= PROBLEMS TO WORK ON =
[1] In the business-sale page, who should be given the booklet of information for potential buyers?
[2] What are all the essential elements of information that the business-sale page says a seller should assemble?

= QUOTED PASSAGE =
--- BEGIN ---

Business Sale & Purchase
Selling a business is not as simple as appointing a broker and placing the add, “Business for Sale.” When you are selling, the golden rule is to put yourself in the shoes of a potential buyer and ask, “What would I want to know about this business?” Then, assemble that information, and present it in an accurate, organised, professional manner. The type of information will vary from business to business but the essential elements are usually the same:
- Revenue
- Expenses
- Key Contracts
- Key employees
- Competitive advantages
You can be sure that the buyer will do something like the S.W.O.T. analysis:
- Strengths
- Weaknesses
- Opportunities
- Threats
Anticipate this analysis and produce a booklet that answers the questions called, “Business for Sale - Information for potential buyers [Version: (date)] ”, but only give it to those who sign a Non-Disclosure Agreement first. Advantages:
- You won’t waste time with tyre kickers
- What you disclose is clear, reducing the risk of a buyer saying that you told them something different
- Your business will be presented as an efficient organised outfit
- The information is perceived as having extra value
- The information is protected from being misused
Online Sale & Purchase of Business Resources
Sale & Purchase of Business Checklist
More resouces >> www.onlinelegal.com.au



on June 14th, 2006 at 12:03 am
As a director do I have to disclose what I intend to do within the business to my bus. partner before there is a sale or is that up to me and the new owners
Response:
As a director you have duties to act in the best interests of the company.
As a “business partner” you have duties to your business partner including a duty to act with “good faith and fidelity”.
The application of these and other duties to your own situation requires careful consideration. I recommend that you take specific legal advice from your usual lawyer.

--- END ---

= RECORD EXCERPTS =
--- BEGIN ---

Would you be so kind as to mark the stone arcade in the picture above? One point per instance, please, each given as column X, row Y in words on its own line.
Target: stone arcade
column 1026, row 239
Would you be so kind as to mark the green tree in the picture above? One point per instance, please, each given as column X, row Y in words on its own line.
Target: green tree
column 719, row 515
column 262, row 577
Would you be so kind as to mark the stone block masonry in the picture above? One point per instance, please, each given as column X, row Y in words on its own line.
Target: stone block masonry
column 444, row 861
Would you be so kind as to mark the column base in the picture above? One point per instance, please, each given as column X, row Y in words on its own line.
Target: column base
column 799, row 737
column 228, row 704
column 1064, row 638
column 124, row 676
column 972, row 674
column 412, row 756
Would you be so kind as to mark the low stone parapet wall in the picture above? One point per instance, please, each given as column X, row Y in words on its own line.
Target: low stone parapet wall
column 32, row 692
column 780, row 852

--- END ---
--- BEGIN ---

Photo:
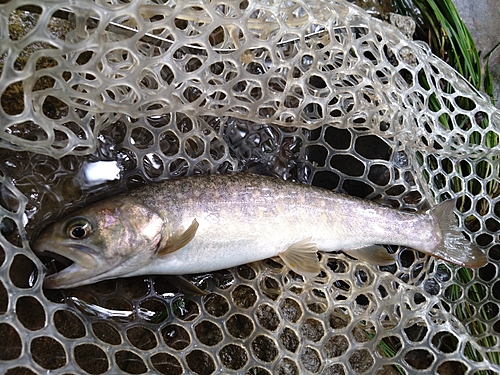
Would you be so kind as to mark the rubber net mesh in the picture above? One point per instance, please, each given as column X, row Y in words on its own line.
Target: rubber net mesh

--- END ---
--- BEGIN ---

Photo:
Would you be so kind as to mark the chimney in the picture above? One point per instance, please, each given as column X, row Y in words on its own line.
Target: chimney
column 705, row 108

--- END ---

= ANSWERS GIVEN =
[1] Only those who sign a Non-Disclosure Agreement first.

[2] Revenue, expenses, key contracts, key employees, and competitive advantages.